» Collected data
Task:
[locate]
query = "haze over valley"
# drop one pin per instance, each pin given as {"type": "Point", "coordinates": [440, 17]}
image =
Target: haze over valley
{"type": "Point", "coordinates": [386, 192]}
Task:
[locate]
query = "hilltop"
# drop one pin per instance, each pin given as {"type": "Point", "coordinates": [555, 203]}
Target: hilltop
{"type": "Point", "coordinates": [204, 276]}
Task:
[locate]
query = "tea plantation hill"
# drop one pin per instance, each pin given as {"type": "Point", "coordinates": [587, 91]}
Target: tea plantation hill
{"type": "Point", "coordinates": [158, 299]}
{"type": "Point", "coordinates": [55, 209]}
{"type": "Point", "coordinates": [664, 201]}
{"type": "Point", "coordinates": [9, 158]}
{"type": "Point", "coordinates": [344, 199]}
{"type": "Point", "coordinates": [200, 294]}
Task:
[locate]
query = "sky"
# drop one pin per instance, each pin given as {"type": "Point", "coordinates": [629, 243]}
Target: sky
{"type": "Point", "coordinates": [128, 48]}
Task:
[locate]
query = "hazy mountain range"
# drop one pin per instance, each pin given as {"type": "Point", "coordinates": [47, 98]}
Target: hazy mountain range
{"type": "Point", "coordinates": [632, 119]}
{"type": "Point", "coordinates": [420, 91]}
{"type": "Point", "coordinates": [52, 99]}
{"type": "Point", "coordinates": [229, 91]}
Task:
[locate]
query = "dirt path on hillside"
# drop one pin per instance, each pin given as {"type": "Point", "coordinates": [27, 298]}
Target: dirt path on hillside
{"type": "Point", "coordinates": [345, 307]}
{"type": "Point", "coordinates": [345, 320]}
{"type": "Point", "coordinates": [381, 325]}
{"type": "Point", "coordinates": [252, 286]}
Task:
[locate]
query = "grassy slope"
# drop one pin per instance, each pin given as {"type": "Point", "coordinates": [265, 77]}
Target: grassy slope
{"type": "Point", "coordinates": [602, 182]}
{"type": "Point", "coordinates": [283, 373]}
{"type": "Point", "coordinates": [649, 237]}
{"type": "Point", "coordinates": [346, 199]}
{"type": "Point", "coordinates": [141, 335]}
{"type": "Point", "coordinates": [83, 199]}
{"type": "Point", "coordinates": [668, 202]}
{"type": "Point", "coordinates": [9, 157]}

» YOUR OBJECTIVE
Pull out every line of the data above that contains the string "slope", and copy each one as it appears.

» TASK SOLUTION
query = "grassy slope"
Target: grassy slope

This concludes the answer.